-------- Record extracts --------

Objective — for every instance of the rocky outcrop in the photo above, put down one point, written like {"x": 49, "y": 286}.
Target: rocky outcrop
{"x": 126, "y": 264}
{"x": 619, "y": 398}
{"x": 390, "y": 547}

--------

- **To do**:
Using the entries above, please restate each one word for word.

- **The solution**:
Objective — for every instance of the rocky outcrop in the photo above, put down one point, written like {"x": 49, "y": 286}.
Target: rocky outcrop
{"x": 126, "y": 264}
{"x": 619, "y": 398}
{"x": 390, "y": 547}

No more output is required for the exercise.